→ **所给文本**:
※
C:\Program Files\MySQL\MySQL Server 8.0\bin>mysql.exe -h CentOS -P9030 -uroot -proot
mysql: [Warning] Using a password on the command line interface can be insecure.
Welcome to the MySQL monitor.  Commands end with ; or \g.
Your MySQL connection id is 87
Server version: 5.1.0 3.1.3-384ba23

Copyright (c) 2000, 2023, Oracle and/or its affiliates.

Oracle is a registered trademark of Oracle Corporation and/or its
affiliates. Other names may be trademarks of their respective
owners.

Type 'help;' or '\h' for help. Type '\c' to clear the current input statement.

mysql>
mysql> show catalogs;
+------------------+----------+------------------------------------------------------------------+
| Catalog          | Type     | Comment                                                          |
+------------------+----------+------------------------------------------------------------------+
| default_catalog  | Internal | An internal catalog contains this cluster's self-managed tables. |
| hive_catalog_hms | Hive     | NULL                                                             |
| hudi_catalog_hms | Hudi     | NULL                                                             |
+------------------+----------+------------------------------------------------------------------+
3 rows in set (0.00 sec)
※
→ **操作说明**:
**1)** 从“Welcome to the”开始，一直到“current input statement.”，原样输出所给文本中的这一段。
**2)** 把所给文本里的句子“Oracle is a registered trademark of Oracle Corporation and/or its affiliates.”译成中文。
※
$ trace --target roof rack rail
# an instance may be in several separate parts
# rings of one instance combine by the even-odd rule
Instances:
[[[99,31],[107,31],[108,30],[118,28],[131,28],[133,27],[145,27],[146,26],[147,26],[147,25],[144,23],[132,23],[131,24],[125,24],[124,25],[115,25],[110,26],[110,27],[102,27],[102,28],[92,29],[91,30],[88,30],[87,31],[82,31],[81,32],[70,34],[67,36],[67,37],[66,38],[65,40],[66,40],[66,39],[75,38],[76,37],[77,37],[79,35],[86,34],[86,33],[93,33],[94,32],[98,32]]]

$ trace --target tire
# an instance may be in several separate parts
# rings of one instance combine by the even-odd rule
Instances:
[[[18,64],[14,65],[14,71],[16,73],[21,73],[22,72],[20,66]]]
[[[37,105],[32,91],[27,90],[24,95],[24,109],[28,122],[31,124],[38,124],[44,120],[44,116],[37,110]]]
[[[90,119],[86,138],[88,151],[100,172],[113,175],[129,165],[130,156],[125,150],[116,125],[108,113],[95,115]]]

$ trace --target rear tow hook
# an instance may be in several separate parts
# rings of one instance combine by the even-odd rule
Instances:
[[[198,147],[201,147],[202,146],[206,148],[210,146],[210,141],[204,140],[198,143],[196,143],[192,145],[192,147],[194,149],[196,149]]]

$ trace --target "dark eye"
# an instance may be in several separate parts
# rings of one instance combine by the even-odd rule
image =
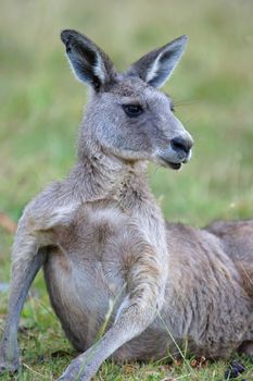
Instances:
[[[137,118],[143,112],[143,109],[140,105],[123,105],[123,110],[127,116],[130,118]]]

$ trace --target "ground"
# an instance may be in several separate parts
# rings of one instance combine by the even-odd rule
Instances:
[[[253,3],[250,0],[3,0],[0,14],[0,329],[7,312],[12,222],[75,160],[87,99],[59,38],[74,27],[118,69],[182,35],[189,48],[165,86],[195,140],[182,171],[150,168],[165,217],[197,226],[253,217]],[[9,220],[10,219],[10,220]],[[4,222],[5,221],[5,222]],[[7,291],[3,291],[7,288]],[[22,315],[23,368],[13,380],[55,380],[75,355],[50,307],[42,275]],[[241,380],[253,380],[253,364]],[[169,365],[106,362],[96,380],[223,380],[229,361],[184,358]],[[0,377],[10,380],[10,376]],[[240,380],[240,378],[238,379]]]

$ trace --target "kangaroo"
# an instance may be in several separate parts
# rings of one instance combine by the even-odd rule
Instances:
[[[146,180],[149,161],[179,170],[193,140],[159,90],[187,37],[124,73],[89,38],[61,34],[91,88],[77,162],[25,208],[13,245],[0,370],[18,367],[17,328],[43,267],[51,304],[81,354],[59,380],[90,380],[106,358],[160,359],[188,343],[197,356],[253,355],[253,221],[198,230],[165,223]]]

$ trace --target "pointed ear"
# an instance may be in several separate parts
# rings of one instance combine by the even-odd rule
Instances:
[[[97,91],[115,79],[116,72],[110,58],[89,38],[76,30],[61,33],[66,47],[71,67],[80,82],[85,82]]]
[[[187,36],[178,37],[160,49],[152,50],[135,62],[127,74],[138,75],[154,87],[162,87],[179,62],[186,45]]]

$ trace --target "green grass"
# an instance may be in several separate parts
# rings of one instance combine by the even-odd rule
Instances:
[[[125,69],[181,34],[190,44],[165,90],[194,137],[180,172],[151,167],[152,188],[173,221],[205,225],[253,216],[253,4],[249,0],[3,0],[0,13],[0,212],[17,221],[26,202],[63,177],[87,90],[69,73],[59,32],[83,30]],[[181,106],[179,106],[181,103]],[[0,228],[0,282],[9,282],[12,236]],[[8,295],[0,293],[0,328]],[[24,367],[13,380],[55,380],[75,355],[38,276],[22,316]],[[253,365],[243,378],[253,380]],[[226,361],[106,362],[96,380],[223,379]],[[4,376],[1,380],[10,380]],[[240,380],[240,379],[238,379]]]

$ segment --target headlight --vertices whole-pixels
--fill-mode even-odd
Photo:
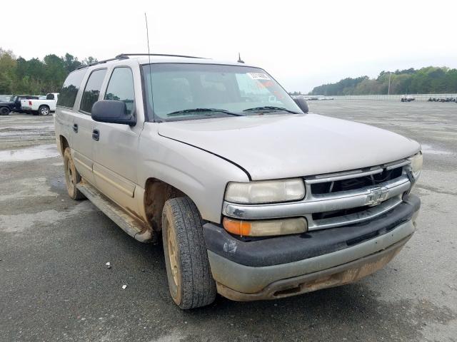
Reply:
[[[421,171],[422,171],[422,152],[419,152],[417,155],[411,157],[411,172],[413,172],[414,180],[417,181],[421,175]]]
[[[286,235],[308,230],[308,222],[303,217],[261,221],[240,221],[224,217],[223,224],[227,232],[241,237]]]
[[[274,203],[295,201],[305,197],[303,180],[260,180],[246,183],[231,182],[226,200],[235,203]]]

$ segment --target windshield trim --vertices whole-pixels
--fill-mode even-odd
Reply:
[[[276,79],[273,77],[271,75],[270,75],[270,73],[268,73],[267,71],[265,71],[265,69],[263,69],[263,68],[260,68],[258,66],[250,66],[250,65],[246,65],[246,64],[241,64],[241,63],[238,63],[238,64],[228,64],[228,63],[197,63],[197,62],[183,62],[183,61],[179,61],[179,62],[151,62],[151,63],[142,63],[142,64],[139,64],[140,66],[140,72],[141,72],[141,89],[142,89],[142,95],[143,95],[143,106],[144,106],[144,118],[145,118],[145,121],[146,122],[150,122],[150,123],[166,123],[166,122],[170,122],[170,121],[184,121],[184,120],[200,120],[200,119],[209,119],[209,118],[228,118],[227,116],[223,116],[223,117],[219,117],[219,116],[206,116],[204,118],[199,118],[197,115],[189,115],[189,116],[184,116],[183,118],[161,118],[159,116],[156,116],[156,115],[154,114],[154,109],[150,106],[149,105],[149,101],[147,100],[147,98],[146,98],[146,90],[147,88],[146,87],[149,87],[150,86],[149,84],[146,84],[146,77],[144,75],[144,69],[149,66],[151,66],[151,67],[154,67],[154,65],[159,65],[159,64],[170,64],[170,65],[174,65],[174,64],[185,64],[185,65],[198,65],[198,66],[235,66],[235,67],[242,67],[242,68],[256,68],[256,69],[258,69],[259,71],[263,71],[263,73],[265,73],[266,75],[268,75],[270,78],[271,78],[271,79],[273,81],[274,81],[276,84],[278,86],[279,86],[279,87],[284,90],[284,93],[286,93],[286,94],[287,94],[287,96],[288,96],[292,100],[293,100],[293,98],[292,98],[292,96],[291,96],[291,95],[288,93],[288,92],[284,88],[284,87],[282,86],[282,85],[278,82],[276,81]],[[154,95],[153,95],[154,96]],[[294,101],[295,102],[295,101]],[[301,110],[300,110],[300,111],[298,113],[297,113],[297,114],[304,114]],[[293,115],[292,113],[288,113],[288,115]],[[236,118],[236,116],[233,116],[233,118]]]

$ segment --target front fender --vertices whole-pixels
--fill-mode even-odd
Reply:
[[[248,182],[238,167],[216,155],[157,133],[159,123],[146,123],[139,145],[139,183],[165,182],[189,196],[204,219],[221,222],[227,183]]]

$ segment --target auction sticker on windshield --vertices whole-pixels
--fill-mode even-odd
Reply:
[[[271,78],[266,73],[247,73],[247,74],[253,80],[271,80]]]

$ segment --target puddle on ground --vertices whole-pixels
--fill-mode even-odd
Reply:
[[[36,159],[57,157],[59,152],[54,144],[40,145],[21,150],[7,150],[0,151],[0,162],[27,162]]]
[[[438,150],[431,145],[421,144],[422,152],[428,155],[453,155],[453,152]]]

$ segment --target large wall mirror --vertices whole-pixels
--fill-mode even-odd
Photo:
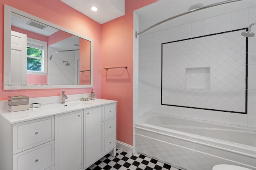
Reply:
[[[91,87],[93,41],[4,6],[4,89]]]

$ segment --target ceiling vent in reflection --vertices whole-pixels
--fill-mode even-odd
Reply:
[[[33,21],[32,20],[30,20],[29,21],[26,23],[26,24],[33,26],[33,27],[40,29],[41,30],[44,30],[48,26],[46,25],[43,24],[42,24],[40,23],[40,22],[36,22],[35,21]]]

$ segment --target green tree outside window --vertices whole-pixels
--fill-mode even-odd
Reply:
[[[27,47],[27,70],[41,71],[42,50]]]

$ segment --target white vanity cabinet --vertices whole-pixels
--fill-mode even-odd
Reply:
[[[56,170],[83,169],[83,110],[55,116]]]
[[[112,103],[103,106],[103,154],[112,150],[116,156],[116,105]]]
[[[85,168],[103,156],[102,107],[86,109],[84,113]]]
[[[0,111],[0,170],[84,170],[115,156],[116,101],[81,102]]]
[[[12,125],[0,119],[0,170],[54,167],[54,116]]]

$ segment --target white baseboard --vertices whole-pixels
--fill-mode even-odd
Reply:
[[[132,145],[116,140],[116,148],[123,150],[126,152],[132,154],[132,149],[133,147]]]

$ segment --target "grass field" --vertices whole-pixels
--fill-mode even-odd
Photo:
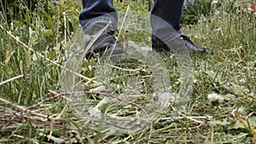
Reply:
[[[184,12],[183,32],[214,55],[191,54],[192,89],[180,112],[173,103],[162,109],[150,103],[154,75],[140,61],[100,75],[114,94],[99,86],[96,60],[76,63],[78,55],[65,65],[72,37],[80,34],[80,2],[39,0],[33,9],[22,2],[0,3],[0,143],[256,143],[256,15],[247,9],[249,1]],[[148,13],[141,1],[114,4]],[[150,44],[150,33],[139,29],[119,34]],[[160,55],[177,92],[175,58]]]

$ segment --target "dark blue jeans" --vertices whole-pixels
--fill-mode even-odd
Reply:
[[[79,22],[84,29],[104,21],[111,21],[113,27],[118,27],[118,16],[113,0],[83,0],[83,6]],[[172,41],[182,34],[180,28],[183,7],[183,0],[154,1],[150,20],[153,43]]]

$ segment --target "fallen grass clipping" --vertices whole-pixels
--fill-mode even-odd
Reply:
[[[0,143],[256,143],[256,19],[245,10],[247,2],[212,3],[208,14],[198,15],[196,24],[183,26],[184,33],[213,49],[214,55],[191,55],[194,80],[185,111],[177,112],[171,104],[154,113],[148,112],[154,106],[144,109],[154,97],[152,73],[137,61],[114,66],[111,88],[119,95],[97,86],[94,60],[84,60],[81,72],[67,70],[83,79],[84,89],[63,92],[66,46],[79,27],[75,8],[81,3],[39,2],[34,13],[26,14],[30,16],[26,21],[15,17],[9,21],[0,13]],[[140,2],[114,4],[124,11],[127,4],[148,10]],[[44,13],[44,6],[52,15]],[[150,35],[134,30],[120,38],[148,43]],[[175,60],[168,54],[162,55],[172,87],[177,91]],[[143,79],[136,81],[140,95],[125,99],[125,83],[134,82],[128,78],[137,73]],[[89,125],[81,119],[83,111],[80,115],[73,112],[70,103],[73,96],[81,95],[97,107],[91,112],[99,110],[100,118],[111,118],[114,123],[102,118]],[[118,131],[122,118],[131,115],[143,115],[144,123]]]

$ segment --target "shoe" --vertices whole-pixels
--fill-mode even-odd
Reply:
[[[106,28],[107,25],[101,23],[95,25],[90,27],[90,30],[86,30],[86,35],[90,37],[90,40],[94,39],[96,37],[97,32],[100,32],[102,28]],[[122,55],[125,53],[124,47],[119,42],[116,42],[114,30],[113,27],[108,26],[105,31],[93,43],[92,46],[89,48],[88,52],[85,55],[86,60],[95,59],[97,57],[107,58],[117,57]],[[88,43],[90,41],[87,42]],[[88,46],[88,43],[85,44],[85,49]]]
[[[201,54],[207,54],[207,55],[213,55],[213,52],[210,49],[206,48],[195,45],[189,37],[181,35],[180,38],[183,40],[185,46],[191,50],[193,53],[201,53]]]
[[[207,54],[207,55],[212,55],[212,51],[195,45],[189,37],[181,35],[180,40],[175,40],[173,41],[173,43],[171,43],[172,48],[169,48],[166,44],[165,44],[161,40],[158,39],[160,41],[159,43],[152,43],[152,49],[158,51],[158,52],[169,52],[171,49],[175,50],[178,47],[183,47],[182,45],[185,45],[187,49],[193,53],[201,53],[201,54]]]

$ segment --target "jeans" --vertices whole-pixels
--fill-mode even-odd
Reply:
[[[84,9],[79,22],[84,29],[89,29],[97,22],[111,21],[118,27],[117,12],[113,0],[83,0]],[[152,43],[161,44],[172,41],[182,34],[181,16],[183,0],[154,0],[151,10]],[[149,21],[148,21],[149,22]]]

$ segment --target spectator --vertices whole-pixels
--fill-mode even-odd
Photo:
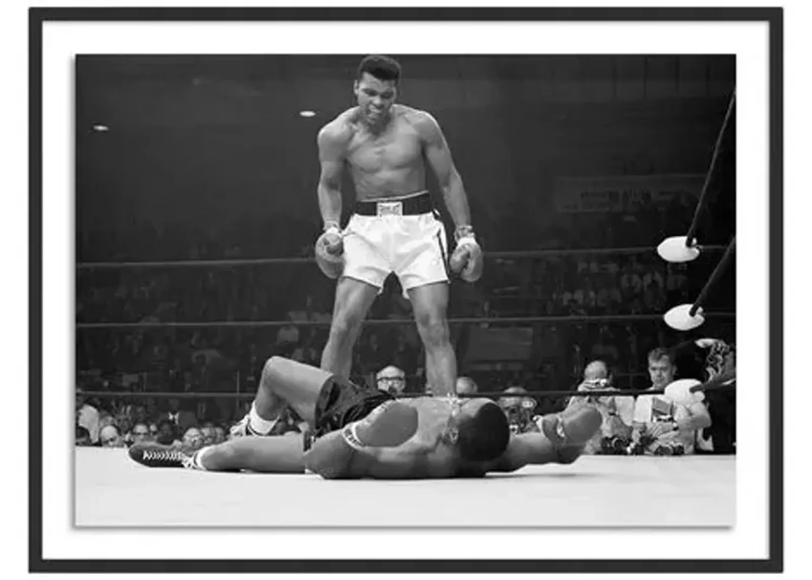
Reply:
[[[201,433],[203,434],[203,442],[206,445],[214,445],[217,443],[217,431],[214,429],[214,424],[210,421],[203,423],[203,426],[201,427]]]
[[[91,444],[98,443],[99,412],[79,395],[76,396],[76,424],[88,431]]]
[[[171,445],[175,443],[176,432],[175,424],[169,419],[162,419],[158,423],[158,436],[155,440],[162,445]]]
[[[132,426],[130,436],[132,444],[146,443],[151,441],[152,439],[149,434],[149,427],[146,423],[139,422]]]
[[[611,375],[603,361],[592,361],[584,369],[584,380],[577,390],[615,390],[611,386]],[[601,430],[586,443],[584,453],[587,455],[614,455],[624,452],[631,441],[632,422],[634,415],[634,399],[631,396],[573,396],[567,409],[590,403],[600,411],[603,422]]]
[[[178,399],[169,400],[169,413],[161,419],[171,422],[180,433],[185,433],[189,427],[197,426],[197,417],[194,413],[182,409]]]
[[[668,351],[649,353],[649,390],[663,390],[674,379],[676,369]],[[700,397],[676,404],[663,395],[641,395],[634,407],[632,441],[636,452],[682,455],[694,452],[697,431],[710,426],[710,416]]]
[[[115,425],[107,425],[99,431],[99,441],[102,447],[126,447],[124,439]]]
[[[406,388],[406,373],[393,365],[385,366],[375,375],[375,385],[379,391],[398,396]]]
[[[192,449],[200,449],[205,444],[203,433],[195,426],[189,427],[184,432],[184,445],[191,447]]]
[[[680,379],[704,382],[736,372],[735,348],[719,339],[680,343],[672,349],[671,356]],[[736,391],[710,391],[704,394],[710,425],[698,434],[698,448],[706,452],[736,452]]]
[[[90,447],[93,445],[93,442],[90,440],[90,432],[80,425],[76,426],[76,435],[75,437],[76,447]]]
[[[508,387],[505,394],[520,396],[527,392],[523,387]],[[503,396],[499,398],[499,407],[508,418],[508,424],[512,433],[538,433],[538,417],[534,414],[536,400],[529,396]]]
[[[470,377],[457,377],[456,390],[457,395],[476,395],[479,387]]]

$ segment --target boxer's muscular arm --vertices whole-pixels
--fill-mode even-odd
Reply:
[[[425,158],[437,175],[446,207],[454,220],[454,225],[471,225],[471,210],[469,209],[462,178],[454,165],[451,149],[440,126],[434,117],[425,111],[418,113],[417,126],[423,141]]]
[[[335,122],[318,132],[318,160],[322,173],[318,180],[318,207],[325,224],[341,219],[341,172],[344,167],[344,136]]]
[[[429,476],[425,446],[352,449],[339,431],[317,439],[304,455],[304,465],[326,479],[420,479]]]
※
→ **各题答案**:
**1)**
Welcome to the MySQL monitor.  Commands end with ; or \g.
Your MySQL connection id is 87
Server version: 5.1.0 3.1.3-384ba23

Copyright (c) 2000, 2023, Oracle and/or its affiliates.

Oracle is a registered trademark of Oracle Corporation and/or its
affiliates. Other names may be trademarks of their respective
owners.

Type 'help;' or '\h' for help. Type '\c' to clear the current input statement.

**2)** Oracle 是 Oracle Corporation 和/或其关联公司的注册商标。